- **DIRECTIONS**
Copy out the lines from the one containing "Phrase -- hazy sky" through the one containing "(1227, 422)", inclusive, as a JSON list of strings with one string per line and no blank lines.

- **LISTED ENTRIES**
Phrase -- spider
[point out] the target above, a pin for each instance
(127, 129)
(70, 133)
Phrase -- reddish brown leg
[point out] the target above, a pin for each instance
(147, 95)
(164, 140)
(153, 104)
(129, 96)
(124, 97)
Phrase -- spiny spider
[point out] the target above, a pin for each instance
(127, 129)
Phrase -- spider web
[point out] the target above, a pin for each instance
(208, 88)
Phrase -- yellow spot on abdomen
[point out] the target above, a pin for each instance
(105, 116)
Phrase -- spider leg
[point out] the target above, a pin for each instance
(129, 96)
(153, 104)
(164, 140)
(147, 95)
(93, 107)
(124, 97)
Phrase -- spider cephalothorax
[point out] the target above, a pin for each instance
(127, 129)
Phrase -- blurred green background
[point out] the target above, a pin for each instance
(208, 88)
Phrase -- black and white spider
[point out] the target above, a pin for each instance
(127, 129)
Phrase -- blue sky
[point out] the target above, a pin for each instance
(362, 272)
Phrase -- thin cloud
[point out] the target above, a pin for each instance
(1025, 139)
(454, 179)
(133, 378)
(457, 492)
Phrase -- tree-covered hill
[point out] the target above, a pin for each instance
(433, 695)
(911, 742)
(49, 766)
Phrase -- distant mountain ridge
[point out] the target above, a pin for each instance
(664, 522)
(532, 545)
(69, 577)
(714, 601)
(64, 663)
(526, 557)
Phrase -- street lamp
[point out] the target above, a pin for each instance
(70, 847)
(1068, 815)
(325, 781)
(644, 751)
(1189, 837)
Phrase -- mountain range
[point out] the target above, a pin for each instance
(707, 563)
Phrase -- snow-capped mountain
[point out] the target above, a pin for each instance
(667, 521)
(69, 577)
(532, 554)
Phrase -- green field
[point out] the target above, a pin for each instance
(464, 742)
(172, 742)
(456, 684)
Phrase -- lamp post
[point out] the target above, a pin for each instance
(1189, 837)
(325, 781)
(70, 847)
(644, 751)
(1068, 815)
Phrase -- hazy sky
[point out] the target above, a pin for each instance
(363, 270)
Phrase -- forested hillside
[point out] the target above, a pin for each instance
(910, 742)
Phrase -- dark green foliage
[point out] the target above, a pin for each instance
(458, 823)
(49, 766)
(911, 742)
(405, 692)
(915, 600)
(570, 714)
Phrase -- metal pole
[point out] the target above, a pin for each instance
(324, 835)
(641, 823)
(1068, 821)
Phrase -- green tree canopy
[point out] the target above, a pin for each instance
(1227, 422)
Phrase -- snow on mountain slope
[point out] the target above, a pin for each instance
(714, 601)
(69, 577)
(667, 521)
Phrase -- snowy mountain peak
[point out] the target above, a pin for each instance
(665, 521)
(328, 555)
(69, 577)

- **REPLY**
[
  "Phrase -- hazy sky",
  "[point out] the target above, a pin for each instance",
  "(363, 270)",
  "Phrase -- forested hillside",
  "[point out] the target above, a pin for each instance",
  "(910, 742)",
  "Phrase -- dark green foliage",
  "[point out] the target above, a pin for each instance",
  "(458, 823)",
  "(49, 766)",
  "(911, 742)",
  "(405, 692)",
  "(915, 600)",
  "(570, 714)",
  "Phrase -- metal pole",
  "[point out] the target above, a pin for each instance",
  "(324, 835)",
  "(641, 823)",
  "(1068, 821)",
  "Phrase -- green tree canopy",
  "[point out] the target above, a pin for each instance",
  "(1227, 422)"
]